Start of INPUT

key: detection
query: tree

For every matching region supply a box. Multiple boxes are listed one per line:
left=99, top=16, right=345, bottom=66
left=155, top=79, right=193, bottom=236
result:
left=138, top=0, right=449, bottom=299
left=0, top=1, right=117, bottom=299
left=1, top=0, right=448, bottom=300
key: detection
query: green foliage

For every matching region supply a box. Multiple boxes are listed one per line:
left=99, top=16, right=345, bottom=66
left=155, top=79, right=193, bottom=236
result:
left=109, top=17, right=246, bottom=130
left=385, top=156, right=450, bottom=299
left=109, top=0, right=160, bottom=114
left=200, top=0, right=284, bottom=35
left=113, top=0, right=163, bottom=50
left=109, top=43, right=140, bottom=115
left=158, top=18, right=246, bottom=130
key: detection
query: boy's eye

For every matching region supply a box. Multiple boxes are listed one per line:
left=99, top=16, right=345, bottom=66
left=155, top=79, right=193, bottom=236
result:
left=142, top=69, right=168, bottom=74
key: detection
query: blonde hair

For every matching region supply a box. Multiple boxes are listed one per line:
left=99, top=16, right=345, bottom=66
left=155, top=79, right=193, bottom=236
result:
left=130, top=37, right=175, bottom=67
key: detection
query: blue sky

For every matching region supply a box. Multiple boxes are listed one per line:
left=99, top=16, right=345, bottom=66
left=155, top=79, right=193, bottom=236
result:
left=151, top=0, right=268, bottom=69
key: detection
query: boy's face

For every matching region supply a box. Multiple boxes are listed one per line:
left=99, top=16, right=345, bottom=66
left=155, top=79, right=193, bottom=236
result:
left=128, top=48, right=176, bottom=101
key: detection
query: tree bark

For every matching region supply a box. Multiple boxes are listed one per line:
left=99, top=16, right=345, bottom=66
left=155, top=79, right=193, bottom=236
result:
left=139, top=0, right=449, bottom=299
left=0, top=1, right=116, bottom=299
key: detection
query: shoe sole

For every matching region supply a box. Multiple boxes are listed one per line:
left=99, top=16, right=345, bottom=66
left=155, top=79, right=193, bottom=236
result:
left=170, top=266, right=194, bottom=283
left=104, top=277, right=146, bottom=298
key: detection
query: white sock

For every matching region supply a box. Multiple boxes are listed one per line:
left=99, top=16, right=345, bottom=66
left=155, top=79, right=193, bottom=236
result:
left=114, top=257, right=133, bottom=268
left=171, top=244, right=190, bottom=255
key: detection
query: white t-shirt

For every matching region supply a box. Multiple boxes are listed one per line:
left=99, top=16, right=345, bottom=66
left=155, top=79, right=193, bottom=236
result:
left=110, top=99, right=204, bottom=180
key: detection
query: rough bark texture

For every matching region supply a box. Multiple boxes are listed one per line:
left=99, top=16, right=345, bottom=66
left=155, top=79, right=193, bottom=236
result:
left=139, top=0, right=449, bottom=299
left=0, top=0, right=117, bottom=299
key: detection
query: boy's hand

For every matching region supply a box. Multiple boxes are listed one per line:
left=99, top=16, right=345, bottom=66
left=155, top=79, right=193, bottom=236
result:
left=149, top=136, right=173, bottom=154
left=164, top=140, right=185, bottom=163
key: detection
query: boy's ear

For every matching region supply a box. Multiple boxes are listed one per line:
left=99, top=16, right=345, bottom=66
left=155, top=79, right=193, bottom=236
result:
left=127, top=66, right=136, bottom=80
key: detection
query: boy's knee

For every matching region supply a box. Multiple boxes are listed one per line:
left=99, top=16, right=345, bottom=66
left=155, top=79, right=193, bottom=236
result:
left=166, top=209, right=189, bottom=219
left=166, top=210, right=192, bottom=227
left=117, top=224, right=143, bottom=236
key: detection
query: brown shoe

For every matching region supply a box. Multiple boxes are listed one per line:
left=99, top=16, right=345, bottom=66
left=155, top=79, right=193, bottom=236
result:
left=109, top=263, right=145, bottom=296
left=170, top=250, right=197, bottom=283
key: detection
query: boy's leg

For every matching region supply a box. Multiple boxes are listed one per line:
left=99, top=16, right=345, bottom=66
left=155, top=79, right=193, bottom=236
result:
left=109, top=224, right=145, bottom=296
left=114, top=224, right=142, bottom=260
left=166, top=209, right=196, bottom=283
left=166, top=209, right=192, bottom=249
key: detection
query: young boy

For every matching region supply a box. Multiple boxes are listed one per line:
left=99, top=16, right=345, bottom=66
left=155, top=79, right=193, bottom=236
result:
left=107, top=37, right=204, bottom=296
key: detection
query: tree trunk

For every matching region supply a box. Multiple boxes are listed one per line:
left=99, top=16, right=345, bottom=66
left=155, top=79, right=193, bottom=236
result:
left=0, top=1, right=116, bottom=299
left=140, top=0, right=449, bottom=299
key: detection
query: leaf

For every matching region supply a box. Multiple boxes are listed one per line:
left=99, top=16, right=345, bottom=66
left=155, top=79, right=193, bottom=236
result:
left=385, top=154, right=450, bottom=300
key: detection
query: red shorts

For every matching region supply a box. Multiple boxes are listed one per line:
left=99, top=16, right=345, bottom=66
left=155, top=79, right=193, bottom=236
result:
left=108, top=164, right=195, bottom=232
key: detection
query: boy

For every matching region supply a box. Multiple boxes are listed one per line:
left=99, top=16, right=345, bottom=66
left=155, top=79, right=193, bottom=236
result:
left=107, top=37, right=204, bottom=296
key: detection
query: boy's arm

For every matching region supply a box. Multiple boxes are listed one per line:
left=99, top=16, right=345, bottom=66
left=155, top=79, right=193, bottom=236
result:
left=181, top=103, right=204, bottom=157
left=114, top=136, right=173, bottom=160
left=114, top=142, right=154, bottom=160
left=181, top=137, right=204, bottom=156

End of INPUT

→ WHAT TO WORK ON: Your job is to give the data above again exactly, in full.

→ ANSWER BOX:
key: detection
query: tree

For every matching region supply a box. Multiple boxes are listed one per line:
left=99, top=16, right=345, bottom=66
left=155, top=79, right=193, bottom=236
result:
left=138, top=0, right=449, bottom=299
left=0, top=1, right=117, bottom=299
left=1, top=0, right=448, bottom=300
key: detection
query: green foliage

For every matching region supply a box. Multiple boxes are listed one per line:
left=99, top=16, right=345, bottom=66
left=155, top=79, right=193, bottom=236
result:
left=109, top=17, right=246, bottom=130
left=385, top=156, right=450, bottom=299
left=109, top=0, right=160, bottom=114
left=200, top=0, right=284, bottom=35
left=113, top=0, right=163, bottom=50
left=109, top=43, right=140, bottom=115
left=158, top=18, right=246, bottom=130
key: detection
query: boy's eye

For every matching region supply a box. Multiple boxes are listed one per line:
left=99, top=16, right=345, bottom=66
left=155, top=79, right=193, bottom=236
result:
left=142, top=69, right=168, bottom=74
key: detection
query: blonde hair

For every matching region supply a box. Multiple boxes are listed one per line:
left=99, top=16, right=345, bottom=66
left=155, top=79, right=193, bottom=236
result:
left=130, top=37, right=175, bottom=67
key: detection
query: blue sky

For every matching region supply a box. Multiple boxes are listed one per line:
left=99, top=16, right=345, bottom=66
left=155, top=79, right=193, bottom=236
result:
left=151, top=0, right=268, bottom=69
key: detection
query: boy's face

For every matching region supply a box. Multiple boxes are listed one per line:
left=99, top=16, right=345, bottom=66
left=155, top=79, right=193, bottom=236
result:
left=128, top=48, right=176, bottom=101
key: detection
query: tree bark

For every matching region supply a box. Multiple boxes are listed one per line:
left=99, top=16, right=345, bottom=66
left=155, top=79, right=193, bottom=236
result:
left=139, top=0, right=449, bottom=299
left=0, top=1, right=116, bottom=299
key: detection
query: shoe sole

For every matching region supply a box. Multiple boxes are listed one per line:
left=99, top=16, right=345, bottom=66
left=155, top=79, right=193, bottom=236
result:
left=170, top=266, right=194, bottom=283
left=104, top=277, right=146, bottom=298
key: detection
query: white sock

For every matching region supply a box. Multiple boxes are listed one per line:
left=99, top=16, right=345, bottom=66
left=155, top=79, right=193, bottom=236
result:
left=114, top=257, right=133, bottom=268
left=171, top=244, right=190, bottom=255
key: detection
query: white t-shirt

For every matching region supply a box. Multiple boxes are listed one per line:
left=99, top=16, right=345, bottom=66
left=155, top=79, right=193, bottom=236
result:
left=110, top=99, right=204, bottom=180
key: detection
query: rough bark texture

For every matching region supply a box. Multiple boxes are listed one per line:
left=99, top=16, right=345, bottom=66
left=155, top=79, right=193, bottom=236
result:
left=139, top=0, right=449, bottom=299
left=0, top=0, right=117, bottom=299
key: detection
query: boy's hand

For every matching region supply a box. Multiple boxes are listed one per line:
left=99, top=16, right=345, bottom=66
left=155, top=79, right=193, bottom=236
result:
left=149, top=136, right=173, bottom=154
left=164, top=140, right=185, bottom=163
key: detection
query: boy's ear

For every matching region supply a box. Multiple boxes are listed one per line:
left=99, top=16, right=345, bottom=66
left=155, top=79, right=193, bottom=236
result:
left=127, top=66, right=136, bottom=80
key: detection
query: boy's knee

For every matching region supply a box. Multiple boxes are listed one per line:
left=99, top=16, right=345, bottom=66
left=155, top=79, right=193, bottom=236
result:
left=166, top=209, right=189, bottom=219
left=166, top=210, right=192, bottom=227
left=117, top=224, right=143, bottom=236
key: detection
query: brown shoe

For every matching region supply a box. Multiple boxes are listed one per line:
left=99, top=16, right=345, bottom=66
left=155, top=79, right=193, bottom=236
result:
left=109, top=263, right=145, bottom=296
left=170, top=250, right=197, bottom=283
key: detection
query: boy's leg

For every matching region supply a box. Multiple boxes are listed one per line:
left=99, top=16, right=345, bottom=66
left=155, top=79, right=193, bottom=236
result:
left=109, top=224, right=145, bottom=296
left=114, top=224, right=142, bottom=260
left=166, top=209, right=196, bottom=283
left=166, top=209, right=192, bottom=249
key: detection
query: young boy

For every matching region supply a box. Multiple boxes are listed one per line:
left=99, top=16, right=345, bottom=66
left=155, top=79, right=193, bottom=236
result:
left=107, top=37, right=204, bottom=296
key: detection
query: tree trunk

For every matching region supply a box. Multiple boxes are listed one per line:
left=99, top=16, right=345, bottom=66
left=155, top=79, right=193, bottom=236
result:
left=0, top=1, right=116, bottom=299
left=140, top=0, right=449, bottom=299
key: detection
query: leaf

For every matching region supply a box. Multiple boxes are listed one per line:
left=99, top=16, right=345, bottom=66
left=155, top=79, right=193, bottom=236
result:
left=385, top=154, right=450, bottom=300
key: detection
query: red shorts

For every matching region supply a box. Multiple boxes are listed one per line:
left=99, top=16, right=345, bottom=66
left=155, top=79, right=193, bottom=236
result:
left=108, top=164, right=195, bottom=232
key: detection
query: boy

For every matching region supply a box. Multiple boxes are listed one per line:
left=99, top=16, right=345, bottom=66
left=155, top=79, right=193, bottom=236
result:
left=107, top=37, right=204, bottom=296
key: detection
query: boy's arm

For every matching region supply a box. Multiple boxes are listed one per line:
left=99, top=16, right=345, bottom=66
left=155, top=79, right=193, bottom=236
result:
left=181, top=103, right=204, bottom=157
left=114, top=136, right=173, bottom=160
left=114, top=142, right=154, bottom=160
left=181, top=137, right=204, bottom=156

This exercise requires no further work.